Collected data:
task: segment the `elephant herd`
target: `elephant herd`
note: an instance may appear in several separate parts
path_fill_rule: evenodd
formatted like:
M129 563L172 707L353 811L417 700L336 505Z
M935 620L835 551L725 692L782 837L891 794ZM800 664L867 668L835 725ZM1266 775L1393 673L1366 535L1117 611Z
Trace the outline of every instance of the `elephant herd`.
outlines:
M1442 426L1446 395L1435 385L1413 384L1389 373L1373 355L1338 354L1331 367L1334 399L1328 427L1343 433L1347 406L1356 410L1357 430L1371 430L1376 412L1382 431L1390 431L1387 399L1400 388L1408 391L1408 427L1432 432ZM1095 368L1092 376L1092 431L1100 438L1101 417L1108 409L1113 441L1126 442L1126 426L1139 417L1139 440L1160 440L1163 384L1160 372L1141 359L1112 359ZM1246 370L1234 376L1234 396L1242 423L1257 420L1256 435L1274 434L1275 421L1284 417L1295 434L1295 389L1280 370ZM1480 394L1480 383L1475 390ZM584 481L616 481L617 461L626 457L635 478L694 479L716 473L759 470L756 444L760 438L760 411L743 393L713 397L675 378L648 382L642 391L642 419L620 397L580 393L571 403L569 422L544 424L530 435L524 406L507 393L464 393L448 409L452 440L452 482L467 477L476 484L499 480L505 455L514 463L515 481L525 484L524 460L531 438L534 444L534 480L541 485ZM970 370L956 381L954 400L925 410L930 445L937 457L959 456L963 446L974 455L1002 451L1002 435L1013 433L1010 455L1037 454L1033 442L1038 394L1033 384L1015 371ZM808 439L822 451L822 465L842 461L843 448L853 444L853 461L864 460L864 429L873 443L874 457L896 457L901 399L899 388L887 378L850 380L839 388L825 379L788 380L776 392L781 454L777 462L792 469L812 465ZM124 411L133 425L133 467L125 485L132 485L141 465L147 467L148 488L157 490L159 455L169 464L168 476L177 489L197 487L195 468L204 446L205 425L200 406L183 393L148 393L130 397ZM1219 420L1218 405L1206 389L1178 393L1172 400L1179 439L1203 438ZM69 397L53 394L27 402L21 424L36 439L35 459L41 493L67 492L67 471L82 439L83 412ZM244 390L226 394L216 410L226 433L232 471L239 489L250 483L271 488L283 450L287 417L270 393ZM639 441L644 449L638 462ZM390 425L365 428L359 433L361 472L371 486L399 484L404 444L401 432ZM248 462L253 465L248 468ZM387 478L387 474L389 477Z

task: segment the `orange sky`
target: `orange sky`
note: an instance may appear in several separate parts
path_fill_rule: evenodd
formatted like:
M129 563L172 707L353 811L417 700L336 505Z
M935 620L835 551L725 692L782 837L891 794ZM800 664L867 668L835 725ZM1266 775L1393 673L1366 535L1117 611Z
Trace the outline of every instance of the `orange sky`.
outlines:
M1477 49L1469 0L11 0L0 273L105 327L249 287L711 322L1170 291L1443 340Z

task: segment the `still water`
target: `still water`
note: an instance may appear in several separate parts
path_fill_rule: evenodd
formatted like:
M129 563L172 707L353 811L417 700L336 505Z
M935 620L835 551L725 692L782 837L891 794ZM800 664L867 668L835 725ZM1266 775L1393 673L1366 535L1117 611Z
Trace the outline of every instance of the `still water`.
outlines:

--- Requirement ---
Each record must be copied out exactly and in full.

--- Solution to this exercise ---
task: segment the `elephant herd`
target: `elephant herd`
note: an instance may appear in several separate parts
path_fill_rule: evenodd
formatted like:
M129 563L172 707L353 811L417 700L336 505Z
M935 620L835 551L725 692L782 837L891 794ZM800 664L867 668L835 725ZM1266 775L1393 673L1366 535L1117 611Z
Trace the outline of every instance of the `elephant herd`.
outlines:
M1442 426L1446 395L1435 385L1413 384L1389 373L1373 355L1338 354L1331 367L1334 399L1328 427L1343 433L1347 406L1356 410L1357 430L1371 430L1376 412L1382 431L1390 431L1387 399L1400 388L1408 391L1408 427L1432 432ZM1095 368L1092 376L1092 431L1100 438L1101 417L1108 409L1113 441L1126 442L1126 426L1139 417L1139 440L1160 440L1163 384L1160 372L1141 359L1112 359ZM1246 370L1234 376L1234 396L1242 423L1257 420L1256 435L1274 434L1275 421L1284 417L1295 434L1295 389L1280 370ZM1480 394L1480 383L1475 390ZM584 481L616 481L617 461L626 457L635 478L694 479L716 473L759 470L756 444L760 438L760 411L743 393L713 397L675 378L648 382L642 391L642 419L620 397L580 393L571 403L569 422L544 424L530 435L524 406L507 393L464 393L448 409L452 440L452 482L467 477L476 484L499 480L505 455L514 463L515 481L525 484L524 460L531 438L534 444L534 480L541 485ZM970 370L956 381L954 400L925 410L930 445L937 457L959 456L963 446L974 455L1002 451L1002 435L1013 433L1010 455L1037 454L1033 442L1038 394L1033 384L1015 371ZM808 439L822 451L822 465L842 461L843 448L853 444L853 461L864 460L864 429L873 443L874 457L896 457L901 399L899 388L887 378L850 380L839 388L825 379L788 380L776 392L781 454L777 462L792 469L812 465ZM124 411L133 425L133 467L125 485L132 485L141 465L147 467L148 488L157 490L159 455L169 464L168 476L177 489L197 487L195 468L204 446L205 425L200 406L183 393L148 393L130 397ZM1219 420L1218 405L1206 389L1178 393L1172 400L1179 439L1203 438ZM69 397L53 394L27 402L21 424L36 439L35 459L41 493L67 492L67 471L82 439L83 412ZM244 390L226 394L216 410L226 433L232 471L239 489L250 483L271 488L283 450L287 417L270 393ZM639 441L644 449L638 462ZM390 425L365 428L359 433L361 472L371 486L399 484L404 444L401 432ZM248 462L253 465L248 468ZM387 478L387 474L389 477Z

task: segment the `orange sky`
target: `orange sky`
note: an instance may appear in several separate parts
path_fill_rule: evenodd
formatted like:
M129 563L172 707L353 811L417 700L336 505Z
M935 620L835 551L725 692L782 837L891 794ZM800 664L867 668L835 725ZM1266 775L1393 673L1366 535L1117 611Z
Trace the outline of every instance of the `orange sky`.
outlines:
M1477 49L1469 0L11 0L0 273L105 327L249 287L711 322L1170 291L1443 340Z

task: segment the `still water`
target: `still water`
note: an instance may appear in several separate parts
path_fill_rule: evenodd
formatted like:
M129 563L172 707L353 811L417 700L336 505Z
M935 620L835 551L725 692L782 837L891 794ZM800 664L867 668L835 725ZM1266 775L1393 673L1366 535L1117 611Z
Trace the outline of every instance of the `still water`.
outlines:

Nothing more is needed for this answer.